(Beginning of Extracted data)

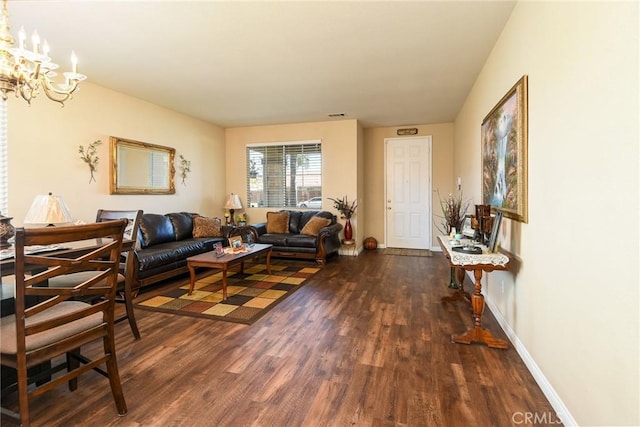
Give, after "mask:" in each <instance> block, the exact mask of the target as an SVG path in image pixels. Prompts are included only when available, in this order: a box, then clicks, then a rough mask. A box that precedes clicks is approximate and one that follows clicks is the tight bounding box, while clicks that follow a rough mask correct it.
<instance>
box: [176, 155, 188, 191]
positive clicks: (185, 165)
mask: <svg viewBox="0 0 640 427" xmlns="http://www.w3.org/2000/svg"><path fill="white" fill-rule="evenodd" d="M178 168H179V169H180V178H182V185H187V184H185V183H184V180H185V179H187V173H188V172H191V160H187V159H185V158H184V156H183V155H182V154H180V164H179V165H178Z"/></svg>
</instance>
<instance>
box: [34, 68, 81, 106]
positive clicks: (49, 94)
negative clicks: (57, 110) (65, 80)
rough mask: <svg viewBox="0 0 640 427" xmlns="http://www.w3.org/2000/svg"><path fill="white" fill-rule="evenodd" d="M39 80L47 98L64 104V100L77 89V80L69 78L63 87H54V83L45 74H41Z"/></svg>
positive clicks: (69, 98) (56, 101) (55, 101)
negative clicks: (43, 75) (71, 79)
mask: <svg viewBox="0 0 640 427" xmlns="http://www.w3.org/2000/svg"><path fill="white" fill-rule="evenodd" d="M40 82H42V89H43V90H44V94H45V95H47V98H49V99H50V100H52V101H55V102H59V103H60V104H63V105H64V102H65V101H66V100H68V99H70V98H71V96H72V94H73V92H75V90H76V89H78V83H79V80H70V81H69V83H67V84H66V85H65V86H67V87H66V88H65V89H59V88H56V86H55V83H54V82H53V81H52V80H51V79H50V78H49V77H47V76H46V75H44V76H41V78H40Z"/></svg>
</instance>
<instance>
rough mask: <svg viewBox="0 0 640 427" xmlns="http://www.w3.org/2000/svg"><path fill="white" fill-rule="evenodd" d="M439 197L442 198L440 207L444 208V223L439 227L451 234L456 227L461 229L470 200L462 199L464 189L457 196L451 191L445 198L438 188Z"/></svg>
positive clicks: (439, 229) (457, 228)
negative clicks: (454, 195)
mask: <svg viewBox="0 0 640 427" xmlns="http://www.w3.org/2000/svg"><path fill="white" fill-rule="evenodd" d="M438 199H440V209H442V216H441V217H440V218H441V219H442V225H441V227H438V229H439V230H440V232H442V233H444V234H449V233H451V229H452V228H454V227H455V229H456V230H457V231H460V230H461V229H462V222H463V221H464V216H465V215H466V214H467V210H468V209H469V205H470V202H469V201H468V200H467V201H464V200H463V199H462V191H460V192H458V194H457V196H454V195H453V194H451V193H449V195H448V196H447V198H446V199H444V200H443V199H442V197H440V190H438Z"/></svg>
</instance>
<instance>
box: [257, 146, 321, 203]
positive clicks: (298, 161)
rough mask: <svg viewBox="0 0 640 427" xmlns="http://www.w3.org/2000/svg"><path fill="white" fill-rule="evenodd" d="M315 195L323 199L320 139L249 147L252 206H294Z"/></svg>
mask: <svg viewBox="0 0 640 427" xmlns="http://www.w3.org/2000/svg"><path fill="white" fill-rule="evenodd" d="M314 197H316V198H317V197H319V198H320V200H322V143H321V141H297V142H293V143H286V144H269V145H248V146H247V204H248V205H249V206H250V207H265V208H295V207H298V206H300V205H306V203H305V202H307V201H309V200H311V199H312V198H314ZM309 207H311V206H309ZM314 207H315V206H314Z"/></svg>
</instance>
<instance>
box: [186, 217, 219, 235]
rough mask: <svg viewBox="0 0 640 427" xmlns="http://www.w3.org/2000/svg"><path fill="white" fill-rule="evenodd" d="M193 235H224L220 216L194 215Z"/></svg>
mask: <svg viewBox="0 0 640 427" xmlns="http://www.w3.org/2000/svg"><path fill="white" fill-rule="evenodd" d="M193 237H194V238H196V239H198V238H200V237H222V222H221V221H220V218H205V217H203V216H194V217H193Z"/></svg>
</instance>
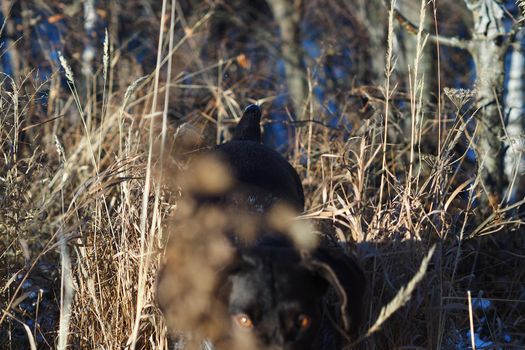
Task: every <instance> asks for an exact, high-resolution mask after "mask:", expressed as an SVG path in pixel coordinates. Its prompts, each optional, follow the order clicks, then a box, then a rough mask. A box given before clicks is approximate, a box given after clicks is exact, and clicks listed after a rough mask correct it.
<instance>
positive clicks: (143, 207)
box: [0, 0, 525, 349]
mask: <svg viewBox="0 0 525 350" xmlns="http://www.w3.org/2000/svg"><path fill="white" fill-rule="evenodd" d="M174 4H175V2H174V1H172V2H169V1H167V0H164V1H163V2H162V9H161V13H162V14H164V15H163V16H160V19H161V21H160V29H161V30H159V33H160V34H159V37H158V39H157V42H158V49H157V62H156V67H155V69H154V70H153V71H152V72H149V73H148V74H147V75H145V76H143V75H142V74H136V75H135V76H133V77H132V78H131V79H130V77H129V76H127V75H126V72H128V74H129V71H130V70H131V72H133V71H134V70H133V67H134V66H133V64H132V63H130V61H127V60H126V55H125V52H123V51H122V50H123V49H122V48H118V47H112V46H111V40H108V39H106V40H105V45H104V47H103V48H102V53H101V55H100V56H101V57H99V58H98V61H99V65H100V69H99V70H97V71H96V73H95V74H94V75H93V76H91V77H89V79H86V77H84V76H82V75H77V74H76V73H75V71H74V70H73V69H71V63H70V62H71V60H72V59H73V58H72V57H69V56H68V55H66V54H63V56H62V59H61V61H62V62H61V67H57V68H59V69H57V70H56V72H55V73H54V74H53V76H52V77H51V78H50V79H49V80H47V81H41V82H39V81H37V80H36V79H35V78H34V75H32V73H31V72H30V71H28V72H27V74H26V75H25V76H23V77H15V78H11V77H4V78H3V80H2V85H1V88H0V98H1V100H0V109H1V113H0V115H1V117H0V135H1V137H0V142H1V147H0V149H1V152H2V154H1V159H2V161H1V162H0V169H1V170H0V199H1V201H0V236H1V240H0V259H1V264H0V288H1V289H0V310H1V316H0V347H1V348H6V349H19V348H28V347H29V348H37V347H41V348H56V347H58V348H61V349H64V348H66V347H72V348H80V349H95V348H104V349H113V348H119V349H120V348H130V349H139V348H140V349H147V348H151V349H167V348H168V337H167V331H166V327H165V325H164V323H163V319H162V317H161V315H160V313H159V310H158V308H157V306H156V303H155V295H154V286H155V278H156V273H157V270H158V266H159V262H160V261H161V259H162V255H163V249H164V248H165V246H166V241H167V238H168V236H169V234H170V231H171V230H170V227H169V225H168V224H167V223H168V222H169V221H168V220H167V218H168V217H170V216H173V215H174V216H176V215H177V213H178V212H177V210H178V208H177V197H178V190H179V189H178V188H177V187H176V186H163V184H166V183H167V181H165V180H169V179H170V177H171V176H172V169H173V166H175V167H177V168H180V167H181V166H182V165H181V164H182V161H181V159H178V158H177V157H176V156H180V150H178V149H177V148H176V147H175V146H174V145H178V144H180V142H179V141H180V140H181V139H184V138H185V137H186V135H188V134H190V138H197V139H198V140H199V141H198V142H196V143H200V142H204V143H206V142H207V143H208V144H210V145H211V144H213V143H214V142H215V141H216V140H220V139H221V138H222V137H223V135H225V133H226V134H227V131H228V129H229V128H230V127H231V125H232V124H233V120H234V119H235V118H236V117H237V116H239V115H240V111H241V109H242V107H243V106H244V105H246V104H247V103H248V101H250V102H252V101H253V100H249V98H252V99H255V100H257V101H259V102H261V103H262V106H263V109H268V106H269V103H267V102H268V101H271V100H272V99H273V96H272V94H270V93H268V92H267V91H265V92H264V93H261V92H259V91H258V92H254V91H253V90H250V89H249V88H247V89H244V87H246V86H245V85H242V84H241V83H239V85H238V86H236V85H233V86H231V87H229V88H224V85H223V84H222V81H221V79H223V75H221V74H219V73H220V72H221V71H222V70H227V69H228V67H231V65H232V64H233V63H234V62H236V61H239V57H232V58H231V59H229V60H224V61H220V60H219V61H211V62H207V61H204V60H203V59H202V58H200V57H199V55H198V54H197V52H198V48H201V47H203V46H204V45H206V34H205V33H206V29H207V25H208V21H209V19H210V16H211V14H210V13H205V14H203V15H202V16H200V17H199V18H186V17H182V16H181V14H180V13H176V12H175V9H176V6H174ZM424 4H425V2H424V1H422V2H421V6H423V5H424ZM423 15H424V11H421V21H420V22H421V23H423ZM389 19H390V20H389V36H388V38H389V39H388V42H387V47H388V50H387V53H388V56H387V57H386V62H387V63H386V77H385V83H384V85H383V86H382V87H378V89H380V90H381V91H382V93H383V95H382V96H380V95H379V96H378V95H377V94H376V95H374V94H372V93H370V91H372V88H370V87H368V88H364V87H363V88H355V89H354V91H352V93H354V94H356V95H359V96H366V98H367V100H368V101H369V103H370V104H371V105H374V107H375V108H374V110H375V113H374V114H373V115H372V116H370V117H369V118H368V119H364V120H360V121H359V122H360V124H361V125H360V127H358V125H357V124H356V125H355V127H352V128H351V129H350V128H349V126H348V124H347V123H348V122H347V121H346V120H344V119H343V120H341V121H340V125H339V126H338V127H337V128H330V127H327V126H326V123H325V122H326V120H327V119H328V115H327V114H328V113H327V112H326V109H325V108H324V106H322V105H319V103H318V102H316V100H315V99H314V98H313V97H312V93H311V91H312V87H310V97H309V100H308V101H307V103H308V105H307V106H305V108H304V111H305V117H304V120H305V121H304V122H301V123H300V124H299V123H297V124H294V123H291V124H292V125H294V126H295V128H294V139H293V142H291V145H292V146H291V147H290V148H291V152H289V157H290V161H291V163H292V164H293V165H294V166H295V167H296V169H298V171H299V172H300V174H301V176H302V178H303V179H305V181H304V185H305V190H306V197H307V208H309V209H308V211H307V212H306V213H305V214H304V216H305V217H306V218H310V219H312V220H315V221H316V222H318V223H319V226H320V227H322V228H323V229H324V230H325V234H326V235H327V236H330V237H335V238H336V239H338V240H340V241H343V242H348V244H349V246H350V248H351V250H353V251H354V252H355V253H356V254H357V255H358V256H359V258H360V260H361V261H362V264H363V266H364V268H365V272H366V274H367V277H368V279H369V282H370V287H369V288H370V295H369V301H368V305H367V317H366V320H367V322H366V324H365V325H364V326H363V329H362V334H364V335H366V336H363V337H362V338H360V339H357V342H356V343H355V344H353V345H354V346H355V348H357V349H394V348H396V349H420V348H421V349H423V348H428V349H455V348H457V346H459V347H460V348H461V346H462V345H461V344H468V343H469V342H470V335H468V333H467V332H468V331H469V330H471V329H472V328H474V330H475V331H476V334H478V335H479V336H480V337H483V338H484V339H488V340H490V341H492V346H493V348H511V347H515V348H519V347H521V346H524V344H525V334H524V333H523V329H525V320H524V319H523V315H524V314H525V302H524V300H525V290H524V289H523V288H524V287H523V286H524V285H525V271H524V270H523V269H522V268H521V266H522V265H523V264H522V262H523V259H524V256H523V248H524V247H525V245H524V243H525V239H524V236H523V233H524V232H523V222H522V221H523V220H522V217H521V216H519V213H520V205H521V204H523V201H522V202H518V203H516V204H512V205H507V204H505V203H501V205H500V206H499V207H497V208H484V207H480V206H479V205H478V202H477V197H478V196H479V194H480V193H481V192H482V191H483V188H482V186H483V184H482V183H481V182H480V178H479V176H478V169H479V168H480V166H481V165H480V163H481V162H482V161H483V160H482V159H478V160H472V159H471V158H469V157H468V156H467V150H468V148H470V147H472V146H473V145H475V144H476V142H477V141H478V140H477V139H476V137H475V123H474V122H473V121H474V120H475V111H472V110H470V109H469V102H470V101H469V100H470V99H471V97H472V93H471V91H466V90H456V89H451V88H448V89H445V90H444V94H441V92H439V96H441V98H440V99H439V101H438V105H437V106H435V105H432V104H430V103H428V101H424V100H423V98H422V96H424V95H423V91H422V89H423V79H424V77H423V76H422V74H421V73H420V72H419V71H418V66H419V60H420V57H419V56H418V57H415V58H414V62H413V65H411V67H410V72H411V75H410V76H409V77H407V81H408V82H409V84H407V86H409V91H407V92H403V91H401V90H400V87H399V86H398V85H397V84H396V83H394V82H393V81H392V72H394V71H395V70H396V60H395V56H394V53H393V40H394V39H393V30H394V22H393V21H394V19H393V13H392V12H390V17H389ZM152 40H154V39H153V38H152ZM424 45H429V44H428V43H426V42H425V38H424V37H423V35H422V33H418V47H419V50H418V52H422V50H421V48H422V47H423V46H424ZM190 63H191V64H190ZM121 65H122V66H125V68H121ZM128 67H131V68H130V69H128ZM29 68H30V67H29ZM126 69H127V71H126ZM217 72H219V73H217ZM132 75H134V74H133V73H132ZM189 78H191V79H192V80H191V82H188V81H190V79H189ZM64 79H65V85H64V84H63V83H61V82H63V80H64ZM245 79H247V80H249V79H250V77H245ZM123 81H130V84H129V85H128V86H125V85H123V84H121V82H123ZM86 86H90V88H89V89H86V88H85V87H86ZM42 93H44V94H45V95H46V96H47V97H46V98H47V105H45V106H42V105H41V104H40V103H39V96H41V94H42ZM251 93H253V94H254V95H253V96H250V94H251ZM374 96H375V97H374ZM351 97H352V96H351V95H350V96H348V97H347V98H348V101H347V103H348V105H350V106H353V105H355V104H354V103H353V101H352V100H351ZM403 101H408V103H403ZM174 104H175V107H176V108H177V110H178V111H183V112H180V114H183V115H184V118H182V119H181V120H177V121H173V120H172V119H170V114H172V113H171V112H170V108H174V107H173V105H174ZM42 108H45V109H46V111H45V112H46V113H45V114H44V113H40V112H39V111H41V109H42ZM42 115H45V116H46V117H45V118H43V117H41V116H42ZM403 119H408V120H410V123H409V125H410V126H411V128H410V133H409V134H408V135H404V134H403V130H402V127H400V123H401V122H402V121H403ZM181 122H188V124H182V125H181ZM190 125H191V126H190ZM436 129H439V130H438V131H436ZM177 142H179V143H177ZM184 142H185V141H184ZM305 158H306V160H305ZM173 162H174V163H173ZM203 239H205V238H203ZM433 246H435V250H434V248H432V251H433V252H434V253H433V254H431V255H427V254H428V252H429V251H430V250H431V247H433ZM468 292H470V293H471V294H472V296H473V297H474V298H473V300H472V301H468V299H467V293H468ZM488 301H490V306H489V307H482V305H483V303H485V302H488ZM469 310H472V312H471V314H470V316H469ZM471 334H472V332H471ZM505 342H507V343H505ZM464 348H466V345H465V347H464Z"/></svg>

(End of Extracted data)

What this task involves:
Reproduce as a Markdown table the lines from the line containing "negative clicks: (43, 75) (71, 79)" through the line containing "positive clicks: (439, 229) (457, 228)", both included, with blank lines left out. Use two columns, "No." for the row number and "Text" for the line.

Finished exercise:
| No. | Text |
|---|---|
| 1 | negative clicks: (43, 75) (71, 79) |
| 2 | mask: <svg viewBox="0 0 640 427" xmlns="http://www.w3.org/2000/svg"><path fill="white" fill-rule="evenodd" d="M40 82H42V89H43V90H44V94H45V95H47V98H49V99H50V100H52V101H55V102H59V103H60V104H63V105H64V102H65V101H66V100H68V99H70V98H71V96H72V94H73V92H75V90H76V89H78V83H79V80H70V81H69V83H67V84H66V85H65V86H67V87H66V88H65V89H59V88H56V86H55V83H54V82H53V81H52V80H51V79H50V78H49V77H47V76H46V75H44V76H41V78H40Z"/></svg> |
| 3 | </instance> |
| 4 | <instance> |
| 5 | rough mask: <svg viewBox="0 0 640 427" xmlns="http://www.w3.org/2000/svg"><path fill="white" fill-rule="evenodd" d="M439 197L442 198L440 207L444 208V223L439 227L451 234L456 227L461 229L470 200L462 199L464 189L457 196L451 191L445 198L438 188Z"/></svg> |
| 6 | positive clicks: (439, 229) (457, 228) |